Point placement listing:
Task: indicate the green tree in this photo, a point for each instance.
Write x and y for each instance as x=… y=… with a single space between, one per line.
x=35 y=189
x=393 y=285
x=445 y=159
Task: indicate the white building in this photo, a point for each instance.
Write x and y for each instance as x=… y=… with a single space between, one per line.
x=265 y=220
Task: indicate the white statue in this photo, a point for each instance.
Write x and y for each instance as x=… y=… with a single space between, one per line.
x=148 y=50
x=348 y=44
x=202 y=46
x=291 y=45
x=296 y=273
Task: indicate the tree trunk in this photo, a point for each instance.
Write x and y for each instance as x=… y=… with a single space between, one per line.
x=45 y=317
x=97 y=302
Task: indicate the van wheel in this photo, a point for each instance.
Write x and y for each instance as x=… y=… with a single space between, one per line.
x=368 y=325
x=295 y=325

Problem statement: Copy the listing again from the line with "Task: indicate the white building" through the end of the listing, changing "van wheel" to "car wheel" and leaving everything else as it is.

Task output:
Task: indicate the white building in this photo, a point for each instance.
Write x and y for each instance as x=… y=… with a single space between, one per line.
x=265 y=220
Task: indicate the white statue in this photo, a point for each instance.
Write x and y for each instance as x=… y=… with a single space between, one per line.
x=148 y=50
x=348 y=44
x=202 y=46
x=291 y=45
x=296 y=273
Task: indicate the tree trunk in this photo, a point for each instance.
Write x and y for each instance as x=… y=… with a single space between, one per line.
x=45 y=317
x=97 y=302
Task: indicate the car wheel in this photo, a point for each instance.
Write x and y for each instance as x=… y=… with a single space between, one per line.
x=368 y=325
x=295 y=325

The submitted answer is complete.